• **Problem to solve**
Return the listing below in full, with every line exactly as it is.

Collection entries

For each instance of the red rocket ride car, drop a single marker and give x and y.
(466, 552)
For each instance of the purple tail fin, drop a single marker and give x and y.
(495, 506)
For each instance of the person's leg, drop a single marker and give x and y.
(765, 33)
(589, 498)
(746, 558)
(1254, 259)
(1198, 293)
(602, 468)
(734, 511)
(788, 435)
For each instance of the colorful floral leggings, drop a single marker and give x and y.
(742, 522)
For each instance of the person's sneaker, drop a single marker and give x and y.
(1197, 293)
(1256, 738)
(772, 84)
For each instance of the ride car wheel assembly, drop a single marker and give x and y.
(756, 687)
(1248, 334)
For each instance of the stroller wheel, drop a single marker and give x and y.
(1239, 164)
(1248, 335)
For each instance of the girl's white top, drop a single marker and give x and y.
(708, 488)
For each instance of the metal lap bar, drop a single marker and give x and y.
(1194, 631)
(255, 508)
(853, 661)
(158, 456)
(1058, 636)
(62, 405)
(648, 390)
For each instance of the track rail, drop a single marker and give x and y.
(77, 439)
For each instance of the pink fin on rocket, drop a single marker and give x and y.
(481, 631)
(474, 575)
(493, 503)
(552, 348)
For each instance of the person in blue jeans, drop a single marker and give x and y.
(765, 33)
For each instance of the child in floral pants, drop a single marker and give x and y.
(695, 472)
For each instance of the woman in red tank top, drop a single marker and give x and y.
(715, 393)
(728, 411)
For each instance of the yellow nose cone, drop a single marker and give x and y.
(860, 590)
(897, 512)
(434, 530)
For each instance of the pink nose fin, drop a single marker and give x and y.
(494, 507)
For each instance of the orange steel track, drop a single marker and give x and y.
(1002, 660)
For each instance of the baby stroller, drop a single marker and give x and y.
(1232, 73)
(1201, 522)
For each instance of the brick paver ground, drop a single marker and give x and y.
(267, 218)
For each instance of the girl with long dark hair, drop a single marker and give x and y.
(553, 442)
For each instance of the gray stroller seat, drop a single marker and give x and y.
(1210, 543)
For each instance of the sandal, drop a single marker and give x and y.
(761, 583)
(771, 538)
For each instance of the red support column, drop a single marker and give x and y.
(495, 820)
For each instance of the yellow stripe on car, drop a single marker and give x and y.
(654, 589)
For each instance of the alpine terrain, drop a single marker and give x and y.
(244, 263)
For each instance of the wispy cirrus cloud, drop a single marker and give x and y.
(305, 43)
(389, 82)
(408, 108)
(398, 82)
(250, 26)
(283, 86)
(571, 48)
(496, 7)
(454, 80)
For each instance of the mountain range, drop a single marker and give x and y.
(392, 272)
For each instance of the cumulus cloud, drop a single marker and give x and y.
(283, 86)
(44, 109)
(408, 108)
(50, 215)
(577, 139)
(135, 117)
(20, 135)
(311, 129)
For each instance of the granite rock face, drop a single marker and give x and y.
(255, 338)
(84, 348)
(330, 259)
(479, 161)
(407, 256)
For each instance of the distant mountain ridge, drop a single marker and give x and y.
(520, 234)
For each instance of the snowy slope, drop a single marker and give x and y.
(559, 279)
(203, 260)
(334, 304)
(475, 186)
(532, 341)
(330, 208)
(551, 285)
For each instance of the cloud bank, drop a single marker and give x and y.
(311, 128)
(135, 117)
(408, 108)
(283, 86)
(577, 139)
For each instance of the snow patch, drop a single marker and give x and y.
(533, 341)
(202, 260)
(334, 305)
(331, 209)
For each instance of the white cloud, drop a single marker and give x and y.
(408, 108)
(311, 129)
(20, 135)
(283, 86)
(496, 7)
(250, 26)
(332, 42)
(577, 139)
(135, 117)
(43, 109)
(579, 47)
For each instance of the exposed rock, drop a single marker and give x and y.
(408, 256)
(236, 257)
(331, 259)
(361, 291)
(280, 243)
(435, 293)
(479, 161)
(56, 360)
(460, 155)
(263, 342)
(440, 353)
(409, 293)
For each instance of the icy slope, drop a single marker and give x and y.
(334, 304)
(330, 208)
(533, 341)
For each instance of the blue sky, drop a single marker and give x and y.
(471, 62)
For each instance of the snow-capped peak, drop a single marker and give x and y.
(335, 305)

• **Written solution**
For each instance of the red rocket ride car, drop a single marker and give x and y.
(466, 552)
For each instance of the purple tail fin, drop a single marker and give x and y.
(495, 506)
For each instance of the person's leg, drop a single marker and give x and y.
(765, 33)
(589, 498)
(746, 558)
(1254, 259)
(1198, 293)
(602, 468)
(734, 511)
(788, 435)
For each instance of the colorful floral leggings, drop a single marker and give x and y.
(742, 522)
For each instance of the person's sneaker, drop a single marker and give x and y.
(1197, 293)
(1256, 738)
(772, 84)
For each instance of the ride car wheel assembly, drop a single marker and give x and y.
(756, 687)
(1248, 334)
For each instance of the stroller wheel, drop a single marker and give x and y.
(1239, 164)
(1248, 335)
For each instance of the girl's white top, drop a single marker and give x and y.
(708, 488)
For each instance of the metal lap bar, drop a single marker and give x and y.
(1194, 631)
(255, 508)
(853, 661)
(158, 456)
(1058, 636)
(62, 405)
(648, 390)
For each instance of the track rail, drop a single marker and give x and y.
(77, 439)
For each instance of the pink fin on rocket, drop a single marker and give x and y.
(481, 631)
(474, 575)
(493, 503)
(552, 348)
For each instance of the person in blue jeans, drop a single marker and give x and y.
(765, 33)
For each instance of the child in floral pants, drop a single marker and give x and y.
(695, 472)
For each instance of the woman in red tank top, drop a single marker and give x and y.
(715, 393)
(728, 411)
For each instance of the yellow nose cone, drop a single marker and give x and y.
(860, 590)
(897, 512)
(434, 530)
For each instance of the pink nose fin, drop a single marker and give x and y.
(494, 507)
For each instance of the orange steel track, drop a single marker and give x and y.
(1002, 660)
For each instance of the baby stroller, drop a single marker and give x and y.
(1232, 73)
(1201, 522)
For each instance of the brick paver ground, drop a single marker and give x and y.
(267, 218)
For each instance of the girl with long dark hair, drop a single marker and give x and y.
(553, 442)
For each instance of the gray stroller seat, drop a single marker and give x and y.
(1210, 543)
For each instance of the sandal, drop a single marker and give x and y.
(761, 583)
(771, 538)
For each instance of the red support column, drop a single marker and give x and y.
(495, 820)
For each instance of the yellow stripe on car, drop a single marker and give x and y.
(654, 589)
For each instance of the alpine terrain, drop a single marker and give x and y.
(244, 263)
For each instance of the wispy cirrus cloud, drop a single marker and give x and y.
(305, 43)
(389, 82)
(408, 108)
(398, 82)
(250, 26)
(283, 86)
(571, 48)
(496, 7)
(454, 80)
For each instance of the mountain range, drop a single marker and give x and y.
(392, 272)
For each instance of the cumulus cloud, drop a single marker and give x and y.
(283, 86)
(44, 109)
(408, 108)
(50, 215)
(577, 139)
(135, 117)
(20, 135)
(311, 129)
For each instance of the granite rock face, drop a single marker and give x and y.
(255, 338)
(84, 348)
(330, 259)
(479, 161)
(407, 256)
For each instance of the distant mountain ridge, drop a single marker and give x and y.
(520, 234)
For each instance of the snowy slope, drop a single marker and give x and y.
(559, 279)
(203, 260)
(334, 304)
(475, 186)
(532, 341)
(330, 208)
(551, 285)
For each instance of the cloud bank, drop a single marker and give x and y.
(311, 128)
(135, 117)
(408, 108)
(283, 86)
(577, 139)
For each instance of the snow patch, drop a single marker and give x and y.
(533, 341)
(202, 260)
(334, 305)
(331, 209)
For each instance of the white cloud, drop a single marker and give x and y.
(408, 108)
(311, 129)
(20, 135)
(283, 86)
(496, 7)
(250, 26)
(332, 42)
(577, 139)
(135, 117)
(43, 109)
(579, 47)
For each instance of the exposed rock, drop a single marker and give x and y.
(408, 256)
(236, 257)
(331, 259)
(361, 291)
(280, 243)
(435, 293)
(479, 161)
(56, 360)
(460, 155)
(263, 342)
(440, 353)
(409, 293)
For each instance of the icy slope, drop a single marker and give x and y.
(334, 304)
(330, 208)
(533, 341)
For each instance of the blue sky, drop a single marker and give x and y.
(471, 62)
For each instance of the snow-capped peak, drop a single marker and give x and y.
(335, 305)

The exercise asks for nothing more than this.